■ Entries supplied:
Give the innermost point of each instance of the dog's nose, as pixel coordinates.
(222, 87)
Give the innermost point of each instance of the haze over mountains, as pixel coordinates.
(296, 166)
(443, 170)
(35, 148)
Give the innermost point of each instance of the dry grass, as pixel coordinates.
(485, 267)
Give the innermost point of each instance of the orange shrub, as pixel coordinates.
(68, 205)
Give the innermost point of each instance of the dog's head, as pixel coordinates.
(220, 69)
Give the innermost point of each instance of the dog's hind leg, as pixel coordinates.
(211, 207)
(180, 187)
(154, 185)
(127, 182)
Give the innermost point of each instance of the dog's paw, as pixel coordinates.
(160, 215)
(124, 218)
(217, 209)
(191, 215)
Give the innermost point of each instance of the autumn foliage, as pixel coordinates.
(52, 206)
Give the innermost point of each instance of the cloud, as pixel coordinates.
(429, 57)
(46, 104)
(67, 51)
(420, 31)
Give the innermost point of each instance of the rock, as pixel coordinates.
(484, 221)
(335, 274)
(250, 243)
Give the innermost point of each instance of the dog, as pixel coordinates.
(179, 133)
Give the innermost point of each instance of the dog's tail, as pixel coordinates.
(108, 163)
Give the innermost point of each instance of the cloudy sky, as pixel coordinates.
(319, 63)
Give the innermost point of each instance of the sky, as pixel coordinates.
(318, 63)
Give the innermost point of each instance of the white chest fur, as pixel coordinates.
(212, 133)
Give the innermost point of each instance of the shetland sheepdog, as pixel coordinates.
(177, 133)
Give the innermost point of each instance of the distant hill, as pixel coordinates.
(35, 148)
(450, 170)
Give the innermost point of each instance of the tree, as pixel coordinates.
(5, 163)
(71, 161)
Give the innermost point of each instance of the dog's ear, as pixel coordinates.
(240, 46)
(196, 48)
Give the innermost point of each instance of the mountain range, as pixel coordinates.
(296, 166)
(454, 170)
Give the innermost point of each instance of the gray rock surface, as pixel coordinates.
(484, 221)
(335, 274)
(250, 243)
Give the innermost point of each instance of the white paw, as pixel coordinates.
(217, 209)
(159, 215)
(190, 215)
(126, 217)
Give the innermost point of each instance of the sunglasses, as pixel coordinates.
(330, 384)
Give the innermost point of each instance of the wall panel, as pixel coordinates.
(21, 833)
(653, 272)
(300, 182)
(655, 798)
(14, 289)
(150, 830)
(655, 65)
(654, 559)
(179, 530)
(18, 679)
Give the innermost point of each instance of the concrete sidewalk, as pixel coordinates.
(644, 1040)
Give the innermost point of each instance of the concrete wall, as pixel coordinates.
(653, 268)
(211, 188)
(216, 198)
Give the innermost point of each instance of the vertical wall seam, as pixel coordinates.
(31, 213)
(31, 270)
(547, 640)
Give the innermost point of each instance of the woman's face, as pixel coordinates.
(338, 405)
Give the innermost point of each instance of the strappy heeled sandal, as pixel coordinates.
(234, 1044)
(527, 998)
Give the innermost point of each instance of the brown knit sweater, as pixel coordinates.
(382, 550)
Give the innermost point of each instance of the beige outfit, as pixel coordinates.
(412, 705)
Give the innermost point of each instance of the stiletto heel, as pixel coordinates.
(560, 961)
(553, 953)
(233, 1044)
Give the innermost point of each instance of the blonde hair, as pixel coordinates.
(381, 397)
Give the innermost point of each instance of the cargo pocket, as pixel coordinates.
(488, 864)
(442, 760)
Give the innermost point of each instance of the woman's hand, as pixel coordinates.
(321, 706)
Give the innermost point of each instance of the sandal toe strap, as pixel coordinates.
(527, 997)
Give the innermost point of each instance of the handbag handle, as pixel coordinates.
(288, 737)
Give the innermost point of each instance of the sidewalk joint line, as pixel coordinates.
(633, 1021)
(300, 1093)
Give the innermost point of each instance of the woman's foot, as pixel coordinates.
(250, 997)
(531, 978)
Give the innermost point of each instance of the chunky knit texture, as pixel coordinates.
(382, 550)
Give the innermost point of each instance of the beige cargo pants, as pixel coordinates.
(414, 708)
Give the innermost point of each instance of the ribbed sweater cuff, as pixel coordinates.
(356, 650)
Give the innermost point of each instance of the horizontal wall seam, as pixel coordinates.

■ Task details:
Above are the records; copy exactly the lines from the one with "Give the innermost point of each instance of the strappy" through the final line.

■ The solution:
Give the innermost point of each instance of the strappy heeled sandal, as pixel coordinates.
(234, 1044)
(527, 998)
Give the innermost point of each instance of the brown knit sweater, as pixel coordinates.
(382, 550)
Give the innermost point of each instance of the beige outfit, as pixel coordinates.
(412, 705)
Give the innermost point of each instance of the stiletto heel, as pixel coordinates.
(560, 961)
(553, 953)
(233, 1044)
Give the innermost point of each instance of the blonde hair, as pixel coordinates.
(381, 397)
Give the innermost point of each instance of the cargo pocket, as pixel coordinates.
(488, 864)
(442, 760)
Give the innermost point of each instance of the woman's hand, as pixel coordinates.
(321, 706)
Give the innermost point of each instance of the sandal toe strap, as pixel coordinates.
(527, 997)
Give the innermost point of each instance of the handbag handle, as pixel coordinates.
(288, 737)
Give the innermost point of each instance of the sidewalk joint line, as pixel coordinates.
(633, 1021)
(300, 1093)
Give the innermost point of each instance of the woman's foot, as pixel coordinates.
(250, 997)
(531, 978)
Give the innermost point of each instance of the chunky knit texture, as pixel coordinates.
(382, 550)
Give the innermost point of each instance of the beige cargo pants, as pixel coordinates.
(414, 708)
Give the innermost point of each instance of the ribbed sweater cuff, as pixel coordinates.
(356, 650)
Give the innermost point of each instance of the horizontal wall seam, as pixel coordinates.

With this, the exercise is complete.